- **Work to do**
1. Render the entries as a JSON list of strings, one per line, from the first line containing "book page, written" through the final line of the entries, leaving out blank lines.
2. Continue the SCIM explainer from the point where it stops.

##### Extract provided #####

Note: Inter-SCIM server replication services are not currently part of this project and are currently only supported as part of a database cluster. For fault-tolerant scaled systems use i2scim deployed with a MongoDB cluster on K8S along with an enterprise MongoDB deployment.

Where can I get more help if needed?

Open Source i2scim is maintained by Independent Identity Incorporated on a best effort sponsored basis. For more information, please email info@independentid.com. —–

What is SCIM?

SCIM (System for Cross-domain Identity Management) is an IETF specified protocol and schema designed to support simple cloud identity management over a REST-ful HTTP service. See:

• Introduction to SCIM.
• SimpleCloud SCIM Information.

In SCIM, objects are called Resources which have an identified schema. Like XML, a SCIM Schema describes an object, the attributes contained, along with their syntax, mutability, etc. For example a username is usually unique across a domain. Unlike XML, SCIM schema is not used as a strict enforcement mechanism. After-all JSON is just JSON. However Schema definitions help inform parties on how to parse and use data discovered in an endpoint. These can be discovered using the /Schemas endpoint. To help SCIM protocol clients understand what resources types are available, SCIM servers provide and endpoint called Resourcetypes that lists the resources available on the server.

JSON and Schema? What?

At the time of writing the SCIM protocols, REST-ful APIs were in vogue. One of the observations of the SCIM Working Group, is that SCIM was an HTTP based service that would be implemented by many different developers and organizations. This stood in stark contrast to services like the Facebook API. There were many client implementers but only 1 organization supporting Facebook’s API. Unlike most APIs, SCIM needed mutual interoperability. WG members recognized that every SCIM service provider would likely be somewhat different. In order to make interop possible, the SCIM schema was developed.

##### Dataset records #####

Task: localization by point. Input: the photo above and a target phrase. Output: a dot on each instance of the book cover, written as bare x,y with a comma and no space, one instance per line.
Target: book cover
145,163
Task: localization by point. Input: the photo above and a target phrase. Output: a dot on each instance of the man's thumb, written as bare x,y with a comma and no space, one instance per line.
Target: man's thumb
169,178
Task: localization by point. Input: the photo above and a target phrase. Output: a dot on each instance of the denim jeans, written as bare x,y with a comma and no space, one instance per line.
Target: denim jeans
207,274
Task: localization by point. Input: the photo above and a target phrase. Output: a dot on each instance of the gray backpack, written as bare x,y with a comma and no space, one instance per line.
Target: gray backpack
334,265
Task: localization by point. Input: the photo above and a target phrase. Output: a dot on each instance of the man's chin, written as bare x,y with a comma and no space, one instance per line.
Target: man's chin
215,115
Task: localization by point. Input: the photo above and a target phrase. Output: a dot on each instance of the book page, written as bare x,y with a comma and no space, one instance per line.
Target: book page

#####

- **Results for the exercise**
1.
[
  "Task: localization by point. Input: the photo above and a target phrase. Output: a dot on each instance of the book page, written as bare x,y with a comma and no space, one instance per line.",
  "Target: book page"
]

2.
Supply Chain Security

i2scim provides proper supply chain attestations to ensure the integrity and provenance of its builds.

• SBOM (Software Bill of Materials): A CycloneDX SBOM is generated during the build process, providing a comprehensive list of all dependencies.
• Build Provenance: Artifact attestations are generated using GitHub’s native support for SLSA-compliant build provenance. This allows users to verify that the artifacts were built in a trusted environment.
• Artifact Signing: JARs and Docker images are attested using Sigstore, enabling cryptographic verification without the need for manual GPG key management (though GPG signing is still supported in the release profile).

How SCIM and XML are alike:

• Schema defines attributes, their syntax, mutability, optionality, visibility, etc.
• The ability to register attribute names and their meanings (with IANA).

How SCIM and XML are NOT alike:

• All SCIM messages and data are just JSON
• No schema enforcement of JSON payloads. For example, undefined attributes are allowed and free to be ignored.
• SCIM follows Postel’s Law - The Robustness Principal. What this means in practical terms, is that SCIM protocol clients are allowed to send non-conforming messages to SCIM service providers. Service providers are allowed to accept what they can understand. Likewise, in their response, service providers indicate what was accepted and clients must accept the response. For example, if a service provider does not support a particular attribute, the service provider is free to ignore attempts to set a value for the attribute. Even though there may be a broad dictionary of attributes about all people, applications are free to take what they need.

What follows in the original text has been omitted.